### Work to complete
From the records that follow, pull out each line containing the string "structure".

Excerpts from a pointing dataset

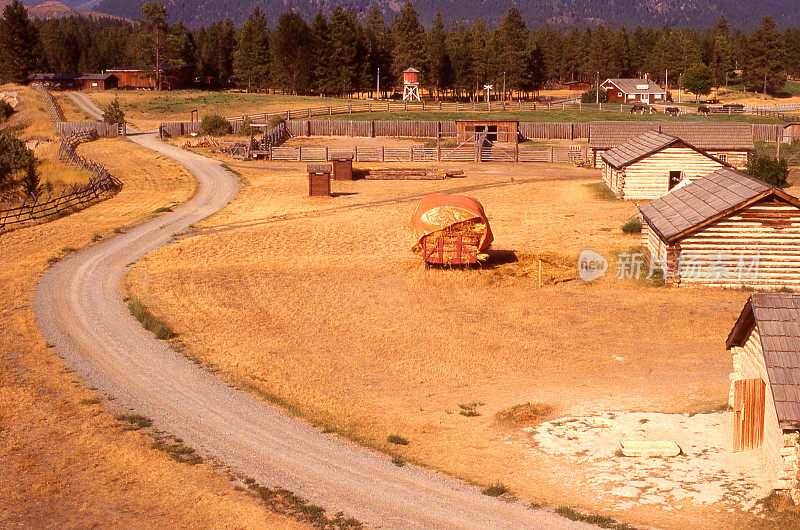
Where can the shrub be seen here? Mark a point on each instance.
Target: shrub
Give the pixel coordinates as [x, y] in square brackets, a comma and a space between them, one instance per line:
[774, 172]
[14, 158]
[276, 120]
[215, 125]
[113, 112]
[6, 110]
[590, 96]
[633, 226]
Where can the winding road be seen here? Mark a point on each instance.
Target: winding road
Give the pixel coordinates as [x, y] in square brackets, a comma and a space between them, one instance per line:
[80, 308]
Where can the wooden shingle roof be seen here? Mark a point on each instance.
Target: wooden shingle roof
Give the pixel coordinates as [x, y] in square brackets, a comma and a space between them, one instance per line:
[637, 148]
[777, 318]
[689, 208]
[703, 135]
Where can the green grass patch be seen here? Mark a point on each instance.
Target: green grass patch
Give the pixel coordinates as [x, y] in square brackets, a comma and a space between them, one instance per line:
[495, 490]
[598, 520]
[633, 226]
[396, 439]
[601, 192]
[151, 323]
[134, 421]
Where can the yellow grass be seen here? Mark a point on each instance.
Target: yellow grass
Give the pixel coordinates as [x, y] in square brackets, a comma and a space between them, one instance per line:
[66, 462]
[146, 108]
[319, 304]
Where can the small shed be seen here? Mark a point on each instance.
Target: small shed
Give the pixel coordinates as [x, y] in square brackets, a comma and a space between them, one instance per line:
[634, 91]
[496, 130]
[765, 385]
[650, 165]
[319, 180]
[729, 142]
[342, 166]
[726, 229]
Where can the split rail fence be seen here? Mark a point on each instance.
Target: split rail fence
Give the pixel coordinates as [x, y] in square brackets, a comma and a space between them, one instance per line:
[33, 209]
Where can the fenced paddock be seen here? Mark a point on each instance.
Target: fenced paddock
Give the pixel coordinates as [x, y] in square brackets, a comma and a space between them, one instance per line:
[33, 209]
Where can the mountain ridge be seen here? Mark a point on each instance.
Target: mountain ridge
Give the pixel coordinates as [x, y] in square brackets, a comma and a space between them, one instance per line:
[677, 13]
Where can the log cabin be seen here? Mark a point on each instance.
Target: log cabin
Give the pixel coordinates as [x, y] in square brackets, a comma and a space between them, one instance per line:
[633, 91]
[765, 385]
[648, 166]
[726, 230]
[729, 142]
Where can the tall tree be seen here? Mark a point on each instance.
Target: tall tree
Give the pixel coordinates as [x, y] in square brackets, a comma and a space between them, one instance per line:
[251, 58]
[440, 68]
[19, 44]
[153, 25]
[764, 67]
[511, 41]
[291, 53]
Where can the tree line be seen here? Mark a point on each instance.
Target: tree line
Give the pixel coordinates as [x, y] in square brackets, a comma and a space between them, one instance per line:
[341, 54]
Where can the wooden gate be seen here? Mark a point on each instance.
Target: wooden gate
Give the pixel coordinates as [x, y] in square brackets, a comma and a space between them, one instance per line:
[748, 413]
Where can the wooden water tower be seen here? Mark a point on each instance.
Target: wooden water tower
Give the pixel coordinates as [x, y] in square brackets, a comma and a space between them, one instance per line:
[411, 84]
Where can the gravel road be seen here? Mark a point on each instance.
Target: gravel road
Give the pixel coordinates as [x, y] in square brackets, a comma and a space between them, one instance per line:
[79, 307]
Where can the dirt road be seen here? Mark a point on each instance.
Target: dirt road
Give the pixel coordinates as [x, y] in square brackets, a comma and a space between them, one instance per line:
[79, 307]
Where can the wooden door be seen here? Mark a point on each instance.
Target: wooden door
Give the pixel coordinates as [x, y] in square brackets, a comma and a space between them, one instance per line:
[748, 413]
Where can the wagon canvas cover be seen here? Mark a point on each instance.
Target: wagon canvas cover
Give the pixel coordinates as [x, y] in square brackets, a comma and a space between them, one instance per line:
[439, 211]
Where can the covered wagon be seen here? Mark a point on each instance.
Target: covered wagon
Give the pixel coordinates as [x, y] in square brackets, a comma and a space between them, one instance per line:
[450, 229]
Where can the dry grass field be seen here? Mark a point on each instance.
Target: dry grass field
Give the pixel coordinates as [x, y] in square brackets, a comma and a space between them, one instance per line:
[66, 461]
[146, 109]
[318, 305]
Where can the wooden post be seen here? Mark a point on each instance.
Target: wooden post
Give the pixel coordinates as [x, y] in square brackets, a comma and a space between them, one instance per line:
[540, 273]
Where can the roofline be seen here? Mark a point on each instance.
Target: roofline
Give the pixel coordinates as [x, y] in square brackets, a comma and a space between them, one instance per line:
[746, 318]
[675, 139]
[794, 201]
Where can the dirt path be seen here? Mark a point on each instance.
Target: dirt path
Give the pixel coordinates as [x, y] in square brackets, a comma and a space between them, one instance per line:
[80, 308]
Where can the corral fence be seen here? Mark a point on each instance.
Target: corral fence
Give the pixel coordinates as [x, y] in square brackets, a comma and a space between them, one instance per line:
[32, 209]
[467, 152]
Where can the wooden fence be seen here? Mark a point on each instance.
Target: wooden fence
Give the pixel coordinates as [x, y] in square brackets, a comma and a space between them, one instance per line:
[102, 129]
[412, 106]
[467, 152]
[32, 209]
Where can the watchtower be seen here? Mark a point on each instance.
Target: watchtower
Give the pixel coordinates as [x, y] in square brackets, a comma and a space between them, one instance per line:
[411, 84]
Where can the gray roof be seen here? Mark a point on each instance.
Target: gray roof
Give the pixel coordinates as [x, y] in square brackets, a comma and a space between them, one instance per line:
[703, 135]
[777, 316]
[630, 86]
[637, 148]
[703, 200]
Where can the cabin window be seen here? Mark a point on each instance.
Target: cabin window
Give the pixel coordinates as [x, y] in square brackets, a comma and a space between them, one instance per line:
[748, 413]
[674, 178]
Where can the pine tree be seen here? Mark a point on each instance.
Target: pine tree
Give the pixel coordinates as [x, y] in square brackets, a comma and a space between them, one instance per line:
[291, 53]
[153, 26]
[512, 39]
[764, 67]
[19, 44]
[251, 58]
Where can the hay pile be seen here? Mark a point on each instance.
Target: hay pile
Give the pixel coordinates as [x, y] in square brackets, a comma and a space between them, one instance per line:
[554, 268]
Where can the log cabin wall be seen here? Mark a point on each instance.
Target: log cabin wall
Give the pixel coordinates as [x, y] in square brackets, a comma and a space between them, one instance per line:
[748, 363]
[649, 177]
[765, 236]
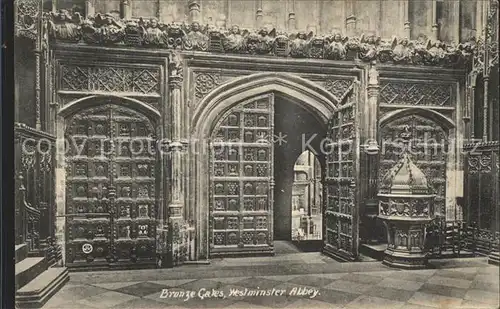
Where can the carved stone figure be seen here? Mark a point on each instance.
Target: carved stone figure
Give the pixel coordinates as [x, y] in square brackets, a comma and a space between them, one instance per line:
[402, 50]
[336, 49]
[368, 47]
[299, 44]
[196, 39]
[234, 41]
[262, 42]
[153, 35]
[65, 27]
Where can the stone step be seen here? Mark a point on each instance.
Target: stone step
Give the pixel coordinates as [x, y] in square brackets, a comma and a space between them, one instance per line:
[36, 293]
[21, 252]
[374, 251]
[28, 269]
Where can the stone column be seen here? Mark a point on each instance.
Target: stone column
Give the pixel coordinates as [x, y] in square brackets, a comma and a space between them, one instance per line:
[126, 9]
[371, 155]
[350, 21]
[89, 8]
[435, 27]
[194, 11]
[176, 153]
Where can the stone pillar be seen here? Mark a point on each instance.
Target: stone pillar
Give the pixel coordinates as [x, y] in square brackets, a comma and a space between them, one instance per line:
[126, 9]
[194, 11]
[371, 157]
[89, 8]
[292, 22]
[435, 26]
[176, 152]
[350, 21]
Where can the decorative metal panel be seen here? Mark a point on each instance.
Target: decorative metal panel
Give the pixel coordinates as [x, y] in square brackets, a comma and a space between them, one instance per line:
[341, 209]
[111, 188]
[241, 181]
[428, 148]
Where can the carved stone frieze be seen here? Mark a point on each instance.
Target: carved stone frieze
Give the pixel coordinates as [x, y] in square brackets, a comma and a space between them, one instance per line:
[110, 79]
[106, 30]
[416, 94]
[206, 82]
[28, 13]
[339, 87]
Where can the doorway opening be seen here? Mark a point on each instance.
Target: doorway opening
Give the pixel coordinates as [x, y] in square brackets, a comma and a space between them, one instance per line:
[298, 192]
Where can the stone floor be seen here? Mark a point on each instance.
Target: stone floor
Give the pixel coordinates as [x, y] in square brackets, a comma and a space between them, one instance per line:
[456, 283]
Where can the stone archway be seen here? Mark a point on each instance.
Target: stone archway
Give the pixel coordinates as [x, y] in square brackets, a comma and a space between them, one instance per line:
[315, 99]
[117, 186]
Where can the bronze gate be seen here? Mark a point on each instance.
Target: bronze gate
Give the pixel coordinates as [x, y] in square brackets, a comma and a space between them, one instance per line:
[341, 217]
[111, 189]
[241, 180]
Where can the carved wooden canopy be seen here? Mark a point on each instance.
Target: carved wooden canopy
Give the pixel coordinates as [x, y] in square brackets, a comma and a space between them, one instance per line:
[105, 29]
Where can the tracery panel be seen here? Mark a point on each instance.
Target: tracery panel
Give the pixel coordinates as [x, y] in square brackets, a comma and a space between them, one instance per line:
[111, 188]
[341, 182]
[428, 148]
[241, 201]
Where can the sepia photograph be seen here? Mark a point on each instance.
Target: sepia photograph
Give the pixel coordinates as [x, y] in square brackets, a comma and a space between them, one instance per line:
[256, 154]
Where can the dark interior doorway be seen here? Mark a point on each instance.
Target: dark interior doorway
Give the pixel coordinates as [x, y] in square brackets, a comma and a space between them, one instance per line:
[296, 130]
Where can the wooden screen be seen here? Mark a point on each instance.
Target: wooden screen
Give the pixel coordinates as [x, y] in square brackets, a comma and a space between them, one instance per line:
[341, 186]
[241, 159]
[111, 188]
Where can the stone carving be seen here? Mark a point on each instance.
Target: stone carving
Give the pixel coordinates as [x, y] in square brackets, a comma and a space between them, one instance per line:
[204, 83]
[336, 49]
[299, 44]
[106, 30]
[416, 94]
[110, 79]
[28, 14]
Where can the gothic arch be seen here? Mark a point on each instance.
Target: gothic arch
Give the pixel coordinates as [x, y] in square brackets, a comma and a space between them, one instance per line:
[443, 121]
[96, 100]
[309, 95]
[320, 102]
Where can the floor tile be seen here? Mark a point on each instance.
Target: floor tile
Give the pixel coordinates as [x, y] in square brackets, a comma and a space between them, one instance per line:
[433, 300]
[410, 276]
[256, 282]
[172, 283]
[199, 284]
[451, 282]
[371, 302]
[106, 300]
[282, 278]
[337, 298]
[443, 290]
[73, 293]
[115, 285]
[349, 286]
[312, 281]
[469, 304]
[362, 278]
[141, 289]
[455, 274]
[488, 286]
[400, 284]
[390, 293]
[482, 296]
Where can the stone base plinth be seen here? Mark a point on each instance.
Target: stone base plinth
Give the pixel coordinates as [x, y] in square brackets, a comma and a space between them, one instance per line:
[405, 260]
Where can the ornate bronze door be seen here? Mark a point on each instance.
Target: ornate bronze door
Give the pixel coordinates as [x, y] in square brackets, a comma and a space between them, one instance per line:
[341, 215]
[241, 182]
[111, 188]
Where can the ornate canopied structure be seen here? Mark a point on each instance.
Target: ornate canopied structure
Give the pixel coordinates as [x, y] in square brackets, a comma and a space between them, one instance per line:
[406, 205]
[211, 88]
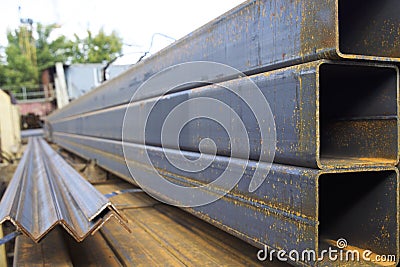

### Task result
Where can the ornate canopied structure be seen here? Mark a point on each instance.
Target: ornate canopied structure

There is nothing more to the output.